■ **Material for this exercise**:

/---

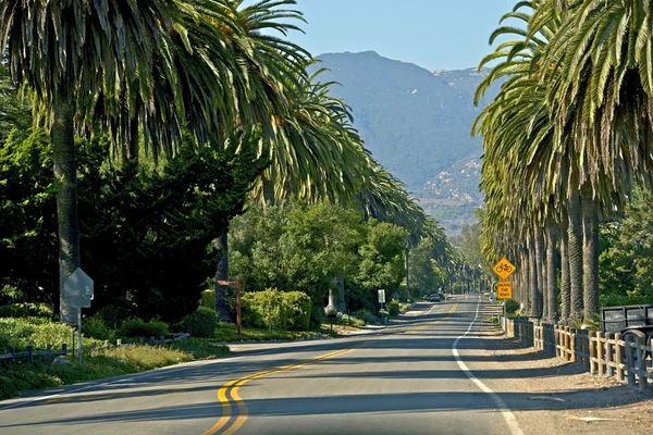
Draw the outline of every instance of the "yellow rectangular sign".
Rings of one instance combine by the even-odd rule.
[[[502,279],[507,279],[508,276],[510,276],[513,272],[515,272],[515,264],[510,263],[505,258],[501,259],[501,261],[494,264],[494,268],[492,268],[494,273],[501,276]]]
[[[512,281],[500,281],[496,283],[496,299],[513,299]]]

\---
/---

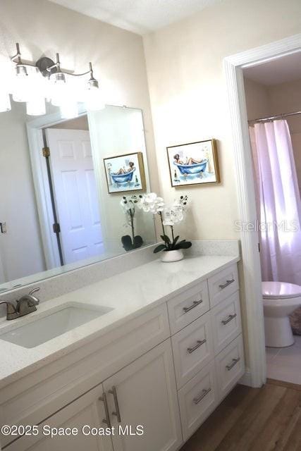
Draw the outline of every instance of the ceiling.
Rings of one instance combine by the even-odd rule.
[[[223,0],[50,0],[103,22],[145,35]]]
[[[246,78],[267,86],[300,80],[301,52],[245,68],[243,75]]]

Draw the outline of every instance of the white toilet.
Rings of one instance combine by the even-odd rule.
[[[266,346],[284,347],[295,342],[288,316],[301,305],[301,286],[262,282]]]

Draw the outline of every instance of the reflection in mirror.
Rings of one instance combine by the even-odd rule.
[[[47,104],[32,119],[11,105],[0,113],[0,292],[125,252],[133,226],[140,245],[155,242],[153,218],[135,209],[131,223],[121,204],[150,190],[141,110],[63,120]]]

\---

Which lines of the listing above contain the word "Draw" with matching case? Report each of those lines in full.

Draw the outline of every instance of the "yellow rectangular sign".
Draw the outline of every instance of the ceiling.
Draw the outline of every instance of the white toilet.
Draw the outline of every instance of the reflection in mirror.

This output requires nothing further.